Input material: Begin
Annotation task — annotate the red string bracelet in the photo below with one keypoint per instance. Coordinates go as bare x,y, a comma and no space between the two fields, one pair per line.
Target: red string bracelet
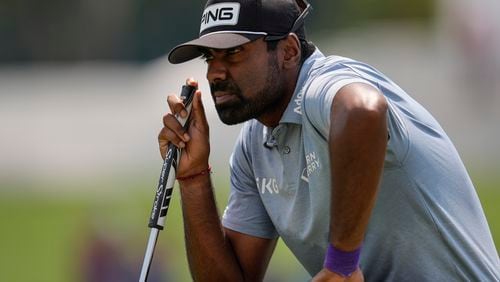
203,172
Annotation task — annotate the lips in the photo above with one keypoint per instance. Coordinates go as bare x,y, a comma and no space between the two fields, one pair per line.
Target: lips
222,97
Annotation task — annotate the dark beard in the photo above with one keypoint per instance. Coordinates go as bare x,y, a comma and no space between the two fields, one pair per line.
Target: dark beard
246,108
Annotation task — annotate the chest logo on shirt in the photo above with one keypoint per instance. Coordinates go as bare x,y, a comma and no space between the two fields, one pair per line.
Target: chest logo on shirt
298,103
267,185
312,164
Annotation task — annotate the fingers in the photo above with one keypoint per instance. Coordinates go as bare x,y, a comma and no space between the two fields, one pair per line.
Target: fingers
173,131
198,110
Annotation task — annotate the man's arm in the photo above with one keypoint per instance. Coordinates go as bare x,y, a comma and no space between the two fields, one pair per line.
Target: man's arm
357,143
214,253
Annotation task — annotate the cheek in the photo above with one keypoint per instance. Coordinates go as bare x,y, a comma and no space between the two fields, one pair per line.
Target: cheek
253,79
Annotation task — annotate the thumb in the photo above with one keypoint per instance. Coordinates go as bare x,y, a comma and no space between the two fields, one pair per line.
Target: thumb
198,110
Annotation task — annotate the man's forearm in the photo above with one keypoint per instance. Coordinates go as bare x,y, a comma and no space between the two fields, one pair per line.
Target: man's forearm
210,255
358,140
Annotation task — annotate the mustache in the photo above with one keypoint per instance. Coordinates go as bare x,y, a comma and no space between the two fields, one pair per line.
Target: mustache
226,86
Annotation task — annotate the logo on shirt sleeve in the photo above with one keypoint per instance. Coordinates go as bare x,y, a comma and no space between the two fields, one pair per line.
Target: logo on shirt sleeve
312,164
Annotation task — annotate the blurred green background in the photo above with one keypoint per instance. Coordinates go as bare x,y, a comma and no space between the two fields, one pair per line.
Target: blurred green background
83,86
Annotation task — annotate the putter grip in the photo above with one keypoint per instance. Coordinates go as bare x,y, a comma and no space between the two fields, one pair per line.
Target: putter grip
169,167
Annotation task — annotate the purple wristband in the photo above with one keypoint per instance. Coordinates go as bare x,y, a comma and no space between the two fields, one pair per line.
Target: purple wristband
341,262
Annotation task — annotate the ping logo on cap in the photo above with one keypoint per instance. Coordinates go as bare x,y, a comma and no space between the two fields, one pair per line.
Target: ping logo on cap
220,14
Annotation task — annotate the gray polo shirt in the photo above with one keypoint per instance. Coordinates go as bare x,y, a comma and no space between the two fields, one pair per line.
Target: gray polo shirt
427,223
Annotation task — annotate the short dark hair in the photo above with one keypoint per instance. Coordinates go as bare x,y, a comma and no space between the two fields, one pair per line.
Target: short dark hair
306,48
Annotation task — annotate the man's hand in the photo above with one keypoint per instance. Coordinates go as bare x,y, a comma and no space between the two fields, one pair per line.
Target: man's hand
326,275
194,141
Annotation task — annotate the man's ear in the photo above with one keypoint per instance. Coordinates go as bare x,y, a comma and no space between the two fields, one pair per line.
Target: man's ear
291,50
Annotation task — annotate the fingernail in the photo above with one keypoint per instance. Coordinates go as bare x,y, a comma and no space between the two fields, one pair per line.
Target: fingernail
183,113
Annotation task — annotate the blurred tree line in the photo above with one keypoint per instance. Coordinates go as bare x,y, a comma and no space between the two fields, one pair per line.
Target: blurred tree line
141,30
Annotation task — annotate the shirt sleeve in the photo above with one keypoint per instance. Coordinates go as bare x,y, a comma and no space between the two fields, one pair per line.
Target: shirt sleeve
245,212
319,98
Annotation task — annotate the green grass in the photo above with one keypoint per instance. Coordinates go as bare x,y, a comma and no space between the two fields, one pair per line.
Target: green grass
44,237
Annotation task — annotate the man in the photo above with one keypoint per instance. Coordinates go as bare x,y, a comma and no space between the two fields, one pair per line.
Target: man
357,178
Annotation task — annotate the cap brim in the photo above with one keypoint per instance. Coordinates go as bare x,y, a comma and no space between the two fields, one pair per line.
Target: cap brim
191,49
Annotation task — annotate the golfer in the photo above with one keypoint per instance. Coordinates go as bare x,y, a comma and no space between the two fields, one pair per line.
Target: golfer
355,176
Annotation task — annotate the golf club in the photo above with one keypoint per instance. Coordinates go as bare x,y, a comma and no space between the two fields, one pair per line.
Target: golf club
165,187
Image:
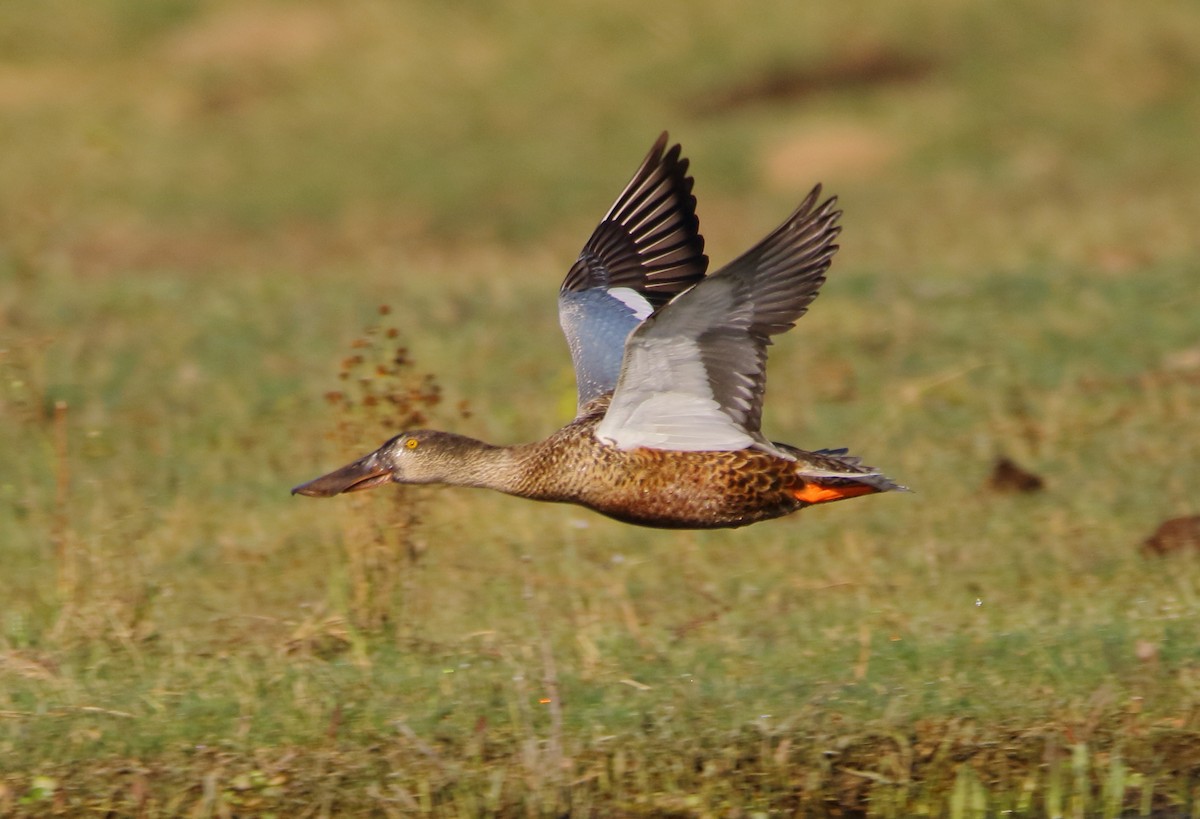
Input material: End
Goal of the exercise
For every entry, return its exact wording and leave out any image.

Result of the exercise
Annotation task — annotate the red string bracelet in the photo below with one keypoint per instance. Coordinates go as bare x,y, a comma and no space between the two fields, one pair per line.
Target: red string bracelet
203,172
Annotation task — annotate the lips in the photo above with one keypoint per instance. Coordinates go as bare x,y, a comma and no space between the two fields, one pair per line.
Target: lips
222,97
Annotation task — annotate the dark beard in the photo above with one keypoint per instance. Coordinates go as bare x,y, a comma and no space between the two fields, one pair per line.
Target: dark beard
246,108
Annotation task — annotate the chest logo on shirt in the photo above with one keypoint per instance. Coordinates go as bare x,y, a comma and no space between the two fields, one pair per line.
Target: chest logo on shirt
298,103
267,185
312,164
Annotation task — annotate the fingers in the photo above with one keypoint per instance. Coordinates go as bare x,y, a comma and no space between the two fields, one pair per line.
Target: fingers
173,131
198,110
Annotation task — annotate the man's arm in the photo above with one keypoint per instance. Coordinates go as bare x,y, a comma and no space between the two fields, one pair per line.
Target: man's arm
357,143
214,253
Annotation task — annotate the cheek in the photo above with one keypoint per instance. Coordinates go as bare x,y, a comma and no space between the two fields, one pair per line.
Target: cheek
253,79
Annotation task — annotate the thumb in the photo above with one keypoint per instance. Coordinates go as bare x,y, a comma and no space between the two fields, one pair per line.
Target: thumb
198,110
Annotation task — annotate the man's forearm in the photo above with one keypoint per instance. Coordinates go as bare x,y, a comma and no space between the two fields, one pair per line.
Target: man's forearm
210,255
358,140
Annotation task — annotate the mustache in the photo above with one keypoint per instance. Coordinates go as bare x,y, a comma and no space between the two fields, one pair per line.
Target: mustache
226,86
Annotation task — annotate the logo on shirt sleeve in the photo above with one keypoint per instance. Coordinates go as bare x,y, a comma and no space between the two fields, one pair per line.
Target: logo on shirt sleeve
312,164
Annotation task — annotate the blurred green background in the photo above with one keypoint per instance. Coordinates go as bare x,y, a comma and no space between the two fields, one pair per line.
Target: blurred green background
83,86
Annotation task — annotate the putter grip in the photo above with one keypoint per instance. Coordinates go as bare x,y, a comma and no space between the two fields, one pair per line.
Target: putter grip
169,167
Annotation task — annotate the purple wristband in the photo above with one keypoint per instance. Coordinates go as bare x,y, a comma and no space between the two fields, one pair per line.
Target: purple wristband
341,262
Annotation task — annotate the ping logo on cap in the photo above with one keypoint per instance. Coordinates go as bare x,y, a comma and no space between the two fields, one pair per line.
Target: ping logo on cap
220,14
Annotation task — annotate the gray polo shirt in the photo above with one keypoint per instance. Coordinates go as bare x,y, a comma and no space between the two fields, one pair per line.
Target: gray polo shirt
427,223
Annotation task — annotate the short dark hair in the photo above with one keypoint per instance. Coordinates go as bare x,y, a comma and no space between the two fields, one pair per line.
Target: short dark hair
306,48
Annotation task — annotate the man's hand in the photo above with one keypoint per instance. Coordinates go as bare x,y, a comma and no space between the two fields, one pair per line.
Target: man's hand
326,275
194,141
Annotation task — annotate the man's ear in the photo above with one keypoint per instance. Coordinates go as bare x,y, a comma and no space between the two fields, one pair per line.
Target: man's ear
291,50
Annotation task — annotate the fingernail in the photo above with one keypoint per instance. Coordinates go as bare x,y, a comma and no space between the two fields, one pair per line.
Target: fingernail
183,113
Annotation task — annotate the blurred tree line in the photo above with one keypoint per instance. Coordinates go as bare x,y, a comma and no space between the two fields, one pair per line.
Target: blurred tree line
141,30
Annotation task — annotate the shirt sleeve in the photo above with one keypoint per instance. Coordinates go as bare x,y, a comma and no space between the two fields, one pair per line.
Target: shirt sleeve
245,212
319,98
Annotation task — annotate the green grass in the photo above with one keypoint per instance. Coordinates go as bare x,y, a comma and no space between the two fields, one pair per line.
Target: green grass
44,237
Annotation task — annotate the man in the photo above with one keypoint per instance. Coordinates go as bare x,y, a comma and no space between the two fields, one pair per line.
Target: man
357,178
Annotation task — annotate the cap brim in the photo above with one keypoint per instance. Coordinates go as bare x,y, a comma and no space between the two fields, one pair per line.
Target: cap brim
191,49
Annotation task — annotate the golfer in the photo above with one keypoint per instance. Coordinates go as bare x,y, a comma and no space between the two fields, one pair per line.
Target: golfer
355,176
Annotation task — annotate the golf club in the photo above with one keypoint per instance. Coordinates go as bare x,y, a comma and no space between the two fields, one pair per line.
Target: golf club
165,187
Image:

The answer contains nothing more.